> _Work task A_: Quote everything in the letter on allyship from "I welcome you" down to "read this article.".
> _Work task B_: List every topic that the letter on allyship says the podcast interview with Dr. Alex Abramovich covers.
> _Work task C_: Carry on writing the letter on allyship, starting right after its last sentence.
===== Text provided
Allyship: Stronger Together

Dr. Nancy Whitmore

I welcome you to our most recent issue of Dialogue magazine. Our cover story explores how we all become stronger by uniting together. Allyship —’s 2021 “Word of the Year” — is one of the most important ways we can address health inequities. As physicians, we tend to want to identify problems and fix them. Good allyship requires us to listen and learn. We need to listen and learn from marginalized communities, and be willing to look inward as well. I hope that you’ll take the time to read this article.

We can demonstrate allyship, for example, during the month of June by celebrating the lives of 2SLGBTQIA+ people during Pride Month festivities and committing to dismantling barriers that affect their access to quality health care. As an article in this issue makes very clear — the need for gender-affirming health care is much needed. We interview physicians — true allies — who are committed to building capacity in the system for their trans patients. I also invite and encourage you to listen to our most recent podcast where we interview Dr. Alex Abramovich, PhD, a scientist and researcher, about 2SLGBTQ+ health and youth homelessness. He discusses best practices in creating an inclusive and affirming health care setting, as well as the mental health effects of the pandemic on an already marginalized population.
==========
===== Material provided
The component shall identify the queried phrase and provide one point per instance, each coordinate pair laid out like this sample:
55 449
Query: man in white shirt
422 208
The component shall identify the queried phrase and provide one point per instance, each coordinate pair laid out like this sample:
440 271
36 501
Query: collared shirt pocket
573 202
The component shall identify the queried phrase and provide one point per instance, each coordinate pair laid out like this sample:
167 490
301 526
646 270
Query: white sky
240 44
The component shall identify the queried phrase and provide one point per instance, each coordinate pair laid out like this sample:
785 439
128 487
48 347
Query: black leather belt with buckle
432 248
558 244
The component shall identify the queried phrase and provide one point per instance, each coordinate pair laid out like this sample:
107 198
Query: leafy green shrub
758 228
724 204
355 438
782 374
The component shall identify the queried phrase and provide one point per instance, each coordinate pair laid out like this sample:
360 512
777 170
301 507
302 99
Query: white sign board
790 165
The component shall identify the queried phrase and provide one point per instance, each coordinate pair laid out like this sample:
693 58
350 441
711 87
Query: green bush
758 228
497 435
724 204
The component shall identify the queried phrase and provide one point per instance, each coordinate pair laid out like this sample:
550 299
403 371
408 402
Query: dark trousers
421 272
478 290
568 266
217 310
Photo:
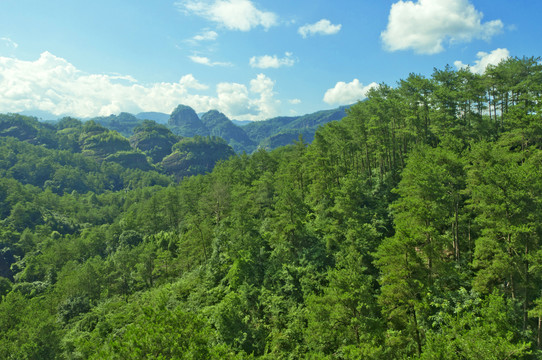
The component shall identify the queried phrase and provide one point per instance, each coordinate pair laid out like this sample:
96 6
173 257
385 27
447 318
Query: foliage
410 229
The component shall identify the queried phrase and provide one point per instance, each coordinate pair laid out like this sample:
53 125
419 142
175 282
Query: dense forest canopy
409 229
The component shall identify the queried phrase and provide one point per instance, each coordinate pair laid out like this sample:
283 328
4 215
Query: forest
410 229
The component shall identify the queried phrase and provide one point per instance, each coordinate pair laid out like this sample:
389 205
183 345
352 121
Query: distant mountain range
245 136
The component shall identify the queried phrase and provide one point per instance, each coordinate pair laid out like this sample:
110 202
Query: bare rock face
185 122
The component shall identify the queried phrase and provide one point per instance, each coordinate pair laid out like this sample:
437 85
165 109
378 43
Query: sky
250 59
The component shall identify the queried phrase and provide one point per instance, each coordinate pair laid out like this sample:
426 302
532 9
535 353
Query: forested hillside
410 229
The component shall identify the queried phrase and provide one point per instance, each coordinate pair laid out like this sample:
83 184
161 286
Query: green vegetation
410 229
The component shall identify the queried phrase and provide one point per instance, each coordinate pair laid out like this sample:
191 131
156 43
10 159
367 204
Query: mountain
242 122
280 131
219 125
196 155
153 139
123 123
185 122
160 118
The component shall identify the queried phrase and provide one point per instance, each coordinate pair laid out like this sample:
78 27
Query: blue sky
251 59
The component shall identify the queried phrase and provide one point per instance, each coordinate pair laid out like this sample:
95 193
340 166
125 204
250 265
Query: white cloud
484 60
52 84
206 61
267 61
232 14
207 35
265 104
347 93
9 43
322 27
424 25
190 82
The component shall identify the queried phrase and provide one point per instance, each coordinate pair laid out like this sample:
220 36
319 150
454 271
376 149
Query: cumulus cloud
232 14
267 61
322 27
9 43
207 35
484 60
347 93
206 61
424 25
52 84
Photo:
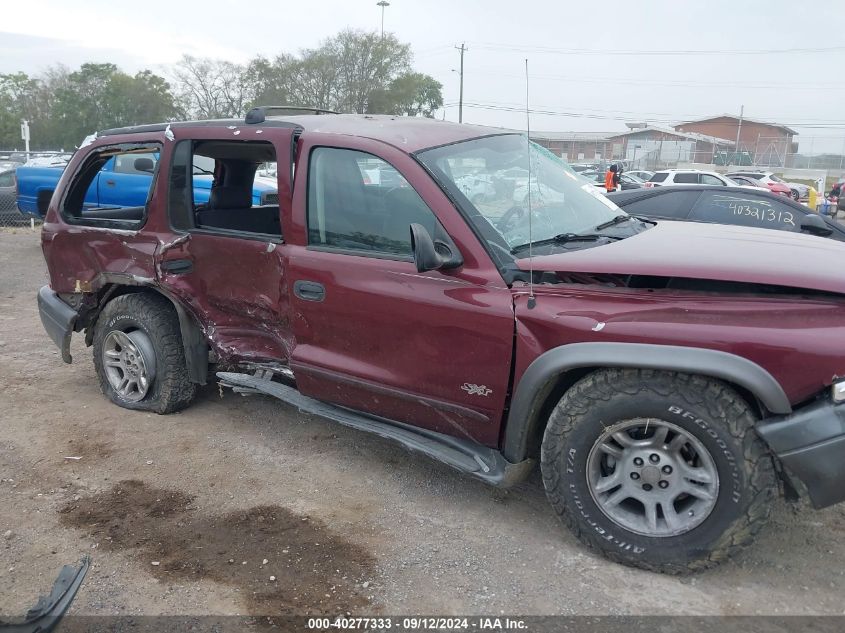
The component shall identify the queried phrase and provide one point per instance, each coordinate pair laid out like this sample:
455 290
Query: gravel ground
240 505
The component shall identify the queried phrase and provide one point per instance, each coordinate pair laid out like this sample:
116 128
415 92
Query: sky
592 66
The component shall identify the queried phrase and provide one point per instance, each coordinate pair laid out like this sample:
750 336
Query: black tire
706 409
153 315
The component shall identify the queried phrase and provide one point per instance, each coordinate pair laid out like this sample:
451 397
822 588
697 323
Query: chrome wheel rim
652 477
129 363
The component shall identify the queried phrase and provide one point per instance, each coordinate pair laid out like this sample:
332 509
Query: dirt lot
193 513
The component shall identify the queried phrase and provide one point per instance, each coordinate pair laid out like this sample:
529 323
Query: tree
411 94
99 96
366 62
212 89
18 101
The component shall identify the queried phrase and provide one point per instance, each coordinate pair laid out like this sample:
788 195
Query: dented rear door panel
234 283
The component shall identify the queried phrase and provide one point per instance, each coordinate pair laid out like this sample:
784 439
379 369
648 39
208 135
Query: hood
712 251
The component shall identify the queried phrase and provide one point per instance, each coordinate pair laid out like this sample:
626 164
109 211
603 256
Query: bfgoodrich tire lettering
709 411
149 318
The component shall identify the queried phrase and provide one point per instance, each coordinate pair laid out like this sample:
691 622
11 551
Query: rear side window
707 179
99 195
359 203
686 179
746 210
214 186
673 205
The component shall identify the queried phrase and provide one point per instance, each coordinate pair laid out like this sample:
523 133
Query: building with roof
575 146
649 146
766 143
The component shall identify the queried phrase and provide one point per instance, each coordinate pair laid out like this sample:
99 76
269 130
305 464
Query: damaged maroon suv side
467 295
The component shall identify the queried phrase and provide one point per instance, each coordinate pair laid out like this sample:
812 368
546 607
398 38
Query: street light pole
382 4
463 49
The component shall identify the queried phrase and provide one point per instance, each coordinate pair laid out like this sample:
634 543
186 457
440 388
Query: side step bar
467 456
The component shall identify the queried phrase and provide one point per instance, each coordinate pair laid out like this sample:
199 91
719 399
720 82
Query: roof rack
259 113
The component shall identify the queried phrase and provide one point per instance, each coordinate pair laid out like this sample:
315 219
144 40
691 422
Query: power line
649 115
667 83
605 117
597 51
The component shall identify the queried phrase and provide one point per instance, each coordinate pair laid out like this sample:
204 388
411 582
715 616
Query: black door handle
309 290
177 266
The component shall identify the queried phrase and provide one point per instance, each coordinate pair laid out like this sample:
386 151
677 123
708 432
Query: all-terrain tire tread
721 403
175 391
==========
===== Material provided
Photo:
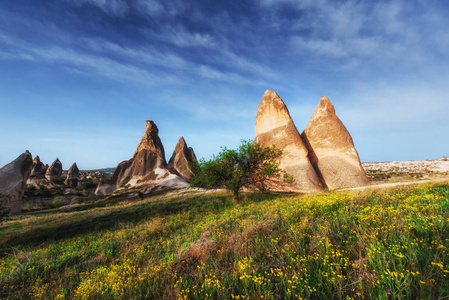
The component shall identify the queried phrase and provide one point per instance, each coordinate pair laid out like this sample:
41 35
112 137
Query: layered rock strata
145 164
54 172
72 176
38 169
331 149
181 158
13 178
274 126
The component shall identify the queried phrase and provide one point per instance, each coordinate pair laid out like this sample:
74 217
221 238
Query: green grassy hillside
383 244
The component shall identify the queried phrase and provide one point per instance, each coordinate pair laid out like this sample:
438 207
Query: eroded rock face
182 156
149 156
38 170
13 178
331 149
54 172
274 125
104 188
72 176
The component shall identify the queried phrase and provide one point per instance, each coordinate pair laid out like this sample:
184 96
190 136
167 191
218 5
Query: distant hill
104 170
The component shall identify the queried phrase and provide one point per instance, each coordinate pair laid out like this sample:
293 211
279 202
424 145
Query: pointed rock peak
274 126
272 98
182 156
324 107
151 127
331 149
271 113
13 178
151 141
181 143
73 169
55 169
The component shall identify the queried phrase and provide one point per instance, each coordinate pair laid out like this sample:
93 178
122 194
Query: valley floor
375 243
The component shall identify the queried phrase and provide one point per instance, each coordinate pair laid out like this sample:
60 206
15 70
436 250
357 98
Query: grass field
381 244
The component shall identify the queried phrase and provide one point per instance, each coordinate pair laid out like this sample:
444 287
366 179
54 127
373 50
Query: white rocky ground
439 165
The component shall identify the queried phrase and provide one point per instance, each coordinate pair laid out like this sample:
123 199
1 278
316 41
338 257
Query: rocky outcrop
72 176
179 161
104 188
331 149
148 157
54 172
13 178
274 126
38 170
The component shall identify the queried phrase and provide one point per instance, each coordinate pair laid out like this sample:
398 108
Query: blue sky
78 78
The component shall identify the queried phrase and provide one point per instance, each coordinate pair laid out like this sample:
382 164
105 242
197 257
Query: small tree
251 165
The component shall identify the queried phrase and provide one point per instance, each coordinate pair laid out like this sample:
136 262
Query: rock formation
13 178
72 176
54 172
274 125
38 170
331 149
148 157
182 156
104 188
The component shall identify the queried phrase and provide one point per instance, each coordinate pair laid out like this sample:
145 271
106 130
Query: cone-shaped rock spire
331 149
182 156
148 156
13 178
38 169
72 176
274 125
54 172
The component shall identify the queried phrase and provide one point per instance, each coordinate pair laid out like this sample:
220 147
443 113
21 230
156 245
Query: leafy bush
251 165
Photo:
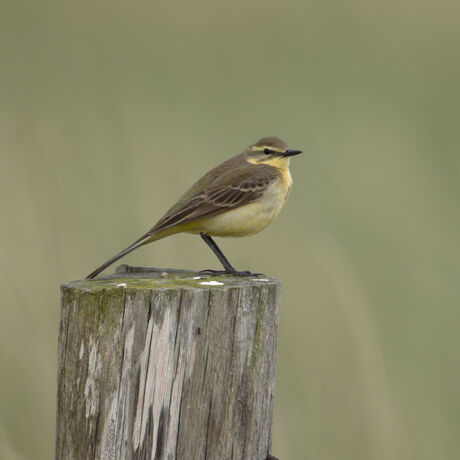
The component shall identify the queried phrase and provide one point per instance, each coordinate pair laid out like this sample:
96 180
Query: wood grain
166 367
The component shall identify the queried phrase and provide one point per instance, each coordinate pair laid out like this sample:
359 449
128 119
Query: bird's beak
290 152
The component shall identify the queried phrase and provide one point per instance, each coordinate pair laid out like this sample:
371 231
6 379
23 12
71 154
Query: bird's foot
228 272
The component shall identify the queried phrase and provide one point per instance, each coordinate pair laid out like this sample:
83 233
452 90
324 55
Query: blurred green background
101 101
==========
> _Response area A_:
I welcome you to our most recent issue of Dialogue magazine. Our cover story explores how we all become stronger by uniting together. Allyship —’s 2021 “Word of the Year” — is one of the most important ways we can address health inequities. As physicians, we tend to want to identify problems and fix them. Good allyship requires us to listen and learn. We need to listen and learn from marginalized communities, and be willing to look inward as well. I hope that you’ll take the time to read this article.

> _Response area B_:
- 2SLGBTQ+ health
- Youth homelessness
- Best practices in creating an inclusive and affirming health care setting
- The mental health effects of the pandemic on an already marginalized population

> _Response area C_:
We are also celebrating National Indigenous History Month. The College, in its commitment to focusing on anti-Indigenous racism, has been so fortunate to learn about how we can be allies from thoughtful leaders like Dr. Lisa Richardson, Dr. Stephanie Nixon and Dr. Ed Connors. This month is an opportunity for us to ensure we are hearing and listening to Indigenous voices, as we continue the important work of reconciliation.

Good allyship requires us to listen and learn

Allyship feels more important than ever. The pandemic has brought cultural upheaval and political polarization, which are putting unprecedented strains on our health care system. These tensions come at a time where physicians are already feeling overwhelmed and underappreciated by the system that they work within.

One way to recognize our colleagues is through the CPSO Council Award Program, which honours outstanding Ontario physicians who demonstrate excellence, compassion and dedication to the patients they serve. I encourage you to nominate a colleague.

The sudden onset of the pandemic also resulted in a rapid change in the delivery of care — to which the health system had to swiftly adapt. In response, CPSO developed policies and advice to the profession in two expanding areas: Virtual Care and Social Media. These two policies were just approved by Council at our recent meeting. We believe these policies are going to provide helpful guidance for virtual care and online interactions. You can read more about these policies in this issue of Dialogue.

The pandemic has illuminated the need to strengthen health care in Ontario, and this will require ongoing collaboration and partnership. I remain committed to working together.